DOCUMENT SECTION:
————

# New Zealand questions



## TomL (Jul 22, 2006)

We are in the planning stages for a trip to New Zealand.  We'll only have ~2 weeks for this trip, so I'm thinking of just parking on one of the islands and exploring that one, but I can't decide which one.  Thought I'd turn to the collective TUGGER knowledge for help and inspiration 

The reason for going to NZ is that my father decided it might be a nice place to go.  We're taking my mother and father (both in their 70s), and neither are much for hiking, climbing, treking, etc.  We'll probably need activities that we can drive to and then get out and walk around. 

Right now, I'm thinking of going to the North island since there seems to be a few more places that I think they would enjoy and are accessible to them.  I'm leaning toward the Taupo area.

Does this sound like a two week area (figured we'd probably do a week in a timeshare (II only, no RCI) and then a week or so in hotels.  That way we can 'base camp' an area, and then move to another area (Aukland?) and be a bit more mobile.

If it matters, we'll be flying out from the US west coast area.

Thanks for any help/insights!
TomL


----------



## abbekit (Jul 22, 2006)

It doesn't take much time to fly from one island to the other.  The entire country is about the size of the state of California.  

We spent one full week on each island and had enough time to see many great areas.  Didn't go to Taupo but did stay a few nights in Rotorua and I highly recommend that area for the thermal features and the Maori culture.  On the South Island the Queenstown area is absolutely beautiful.  If I picked only one island that is where I would choose.  There are great guided tours of the scenic areas so your parents wouldn't have to do much walking.  The bus/boat trip to Milford Sound was one of our highlights. 

DAE has the most choices for timeshares, HTSE also has quite a bit.  The South Island is harder to get but not impossible.


----------



## overthehill (Jul 22, 2006)

My wife and I spent 15 days driving the North and South Islands in March 2006. School was back in session as Fall was approaching. Obtaining lodging was easier than had we gone earlier, and the weather was 'fine'. I think you must decide what month you will travel as it is cooler on the south end of the South Island as compared to the North Island. Given your parents age and limited mobility, one island may be your best choice, especially if they would rather spend a minimum of two nights at each location. We were on the go and only spent two nights at one or two stops. I would plan a two night minimum at one location rather than one night were we to travel 'down under' again. Not as hectic.

Seeing that you are from Oregon, you may find the Southern Alps no big deal given the Cascade Range an hour from you. Milford Sound is worth the trip even if you have been to Alaska but you should be aware its a 2 hour drive from Te Anau and double that from Queenstown. If your parents enjoy wines, the North Island has Hawkes Bay near Napier and the South Island has the Martinborough area just SW of Pictons ferry landing on the north end. We thought much of New Zealand similar to northern California, the high desert of Oregon and the Willamette Valley. We spoke with folks from the US who took the train on both islands and enjoyed it except for the delay arriving on the South Island due to weather causing ferry cancellation for a day or two.

————

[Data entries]
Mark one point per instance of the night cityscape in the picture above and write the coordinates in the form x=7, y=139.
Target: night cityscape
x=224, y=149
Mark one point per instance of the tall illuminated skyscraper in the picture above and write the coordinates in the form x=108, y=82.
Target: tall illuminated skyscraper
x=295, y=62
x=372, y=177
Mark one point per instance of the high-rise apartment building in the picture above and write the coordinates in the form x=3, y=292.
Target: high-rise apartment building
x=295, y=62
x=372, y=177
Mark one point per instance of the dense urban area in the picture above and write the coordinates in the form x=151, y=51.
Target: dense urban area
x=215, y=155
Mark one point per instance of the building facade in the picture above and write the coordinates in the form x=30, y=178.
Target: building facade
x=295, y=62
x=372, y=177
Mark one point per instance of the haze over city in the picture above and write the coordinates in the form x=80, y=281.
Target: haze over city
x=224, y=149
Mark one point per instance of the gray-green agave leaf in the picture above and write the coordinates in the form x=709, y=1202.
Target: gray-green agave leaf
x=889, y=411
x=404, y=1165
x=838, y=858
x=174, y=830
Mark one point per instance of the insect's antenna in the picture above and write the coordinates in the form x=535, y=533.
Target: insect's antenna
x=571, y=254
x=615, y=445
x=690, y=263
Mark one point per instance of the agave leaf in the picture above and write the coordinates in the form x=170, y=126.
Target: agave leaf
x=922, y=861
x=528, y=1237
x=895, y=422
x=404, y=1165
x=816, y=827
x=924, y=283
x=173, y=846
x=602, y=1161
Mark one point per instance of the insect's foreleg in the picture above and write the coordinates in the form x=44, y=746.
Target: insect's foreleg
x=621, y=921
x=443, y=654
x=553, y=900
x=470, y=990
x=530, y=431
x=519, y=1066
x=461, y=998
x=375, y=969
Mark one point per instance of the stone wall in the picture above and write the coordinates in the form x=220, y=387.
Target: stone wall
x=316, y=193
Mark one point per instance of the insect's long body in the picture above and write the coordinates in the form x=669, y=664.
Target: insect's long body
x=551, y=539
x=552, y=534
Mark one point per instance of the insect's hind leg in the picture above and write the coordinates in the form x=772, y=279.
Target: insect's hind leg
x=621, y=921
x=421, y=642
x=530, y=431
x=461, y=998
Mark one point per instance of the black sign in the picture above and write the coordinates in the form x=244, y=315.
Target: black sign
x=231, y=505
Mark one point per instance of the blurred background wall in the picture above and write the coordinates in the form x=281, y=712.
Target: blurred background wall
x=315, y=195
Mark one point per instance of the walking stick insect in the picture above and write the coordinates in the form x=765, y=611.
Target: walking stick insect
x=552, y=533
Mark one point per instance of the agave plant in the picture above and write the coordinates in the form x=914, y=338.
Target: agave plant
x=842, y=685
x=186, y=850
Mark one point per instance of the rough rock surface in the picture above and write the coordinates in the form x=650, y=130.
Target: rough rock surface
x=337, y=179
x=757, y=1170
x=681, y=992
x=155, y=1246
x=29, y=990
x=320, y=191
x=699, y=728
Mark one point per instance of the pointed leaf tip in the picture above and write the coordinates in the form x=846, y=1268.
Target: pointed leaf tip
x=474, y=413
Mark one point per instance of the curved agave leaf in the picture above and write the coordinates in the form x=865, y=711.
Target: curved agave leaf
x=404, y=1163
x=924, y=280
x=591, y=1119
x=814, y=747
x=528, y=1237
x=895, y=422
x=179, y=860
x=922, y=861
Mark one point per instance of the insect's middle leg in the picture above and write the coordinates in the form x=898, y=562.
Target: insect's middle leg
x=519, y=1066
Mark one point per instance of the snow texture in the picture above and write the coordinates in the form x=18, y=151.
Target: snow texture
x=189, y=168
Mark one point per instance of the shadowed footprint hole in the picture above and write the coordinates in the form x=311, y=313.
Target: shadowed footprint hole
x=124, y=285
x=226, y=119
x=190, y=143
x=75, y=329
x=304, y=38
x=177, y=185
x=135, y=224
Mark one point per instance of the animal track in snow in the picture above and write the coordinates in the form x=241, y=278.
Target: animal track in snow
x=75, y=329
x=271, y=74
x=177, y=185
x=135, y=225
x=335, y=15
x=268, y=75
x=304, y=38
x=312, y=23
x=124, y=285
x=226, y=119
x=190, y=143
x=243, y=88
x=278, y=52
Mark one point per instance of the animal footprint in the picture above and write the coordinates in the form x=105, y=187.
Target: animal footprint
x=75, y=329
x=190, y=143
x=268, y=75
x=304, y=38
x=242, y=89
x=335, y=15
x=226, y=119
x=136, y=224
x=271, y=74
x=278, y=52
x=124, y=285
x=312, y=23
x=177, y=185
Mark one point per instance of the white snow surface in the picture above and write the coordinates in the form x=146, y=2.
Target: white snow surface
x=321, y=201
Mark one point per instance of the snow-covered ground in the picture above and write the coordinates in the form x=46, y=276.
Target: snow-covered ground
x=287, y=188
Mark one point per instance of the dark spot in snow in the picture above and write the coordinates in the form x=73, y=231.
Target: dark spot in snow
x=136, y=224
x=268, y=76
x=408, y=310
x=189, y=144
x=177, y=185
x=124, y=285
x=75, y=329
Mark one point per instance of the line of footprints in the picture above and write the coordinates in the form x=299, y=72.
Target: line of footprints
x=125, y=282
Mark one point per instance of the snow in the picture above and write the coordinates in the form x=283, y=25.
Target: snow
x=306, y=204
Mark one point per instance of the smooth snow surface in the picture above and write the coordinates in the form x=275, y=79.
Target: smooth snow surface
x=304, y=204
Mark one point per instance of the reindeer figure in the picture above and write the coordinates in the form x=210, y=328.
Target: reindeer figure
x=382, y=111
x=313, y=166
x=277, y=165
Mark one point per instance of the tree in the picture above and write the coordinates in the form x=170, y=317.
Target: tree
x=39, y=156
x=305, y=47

————

SET TASK 1:
Summarize the New Zealand thread in two sentences.
SET TASK 2:
Answer these questions about the New Zealand thread:
(a) Which timeshare exchange does the trip planner say they belong to?
(b) Which exchange has the most choices for timeshares, according to abbekit?
(c) How many days did overthehill and his wife spend driving the North and South Islands?
SET TASK 3:
Retype the part of the New Zealand thread between "Seeing that you" and "day or two.", inclusive.

COMPLETE ANSWER 1:
A poster planning a two-week trip to New Zealand with parents in their 70s asks which island to explore and is leaning toward the Taupo area on the North Island. Replies note that the country is about the size of California, recommend Rotorua and the Queenstown area with the trip to Milford Sound, and suggest that one island and stays of at least two nights may suit the parents' limited mobility.

COMPLETE ANSWER 2:
(a) II (not RCI).
(b) DAE.
(c) 15 days.

COMPLETE ANSWER 3:
Seeing that you are from Oregon, you may find the Southern Alps no big deal given the Cascade Range an hour from you. Milford Sound is worth the trip even if you have been to Alaska but you should be aware its a 2 hour drive from Te Anau and double that from Queenstown. If your parents enjoy wines, the North Island has Hawkes Bay near Napier and the South Island has the Martinborough area just SW of Pictons ferry landing on the north end. We thought much of New Zealand similar to northern California, the high desert of Oregon and the Willamette Valley. We spoke with folks from the US who took the train on both islands and enjoyed it except for the delay arriving on the South Island due to weather causing ferry cancellation for a day or two.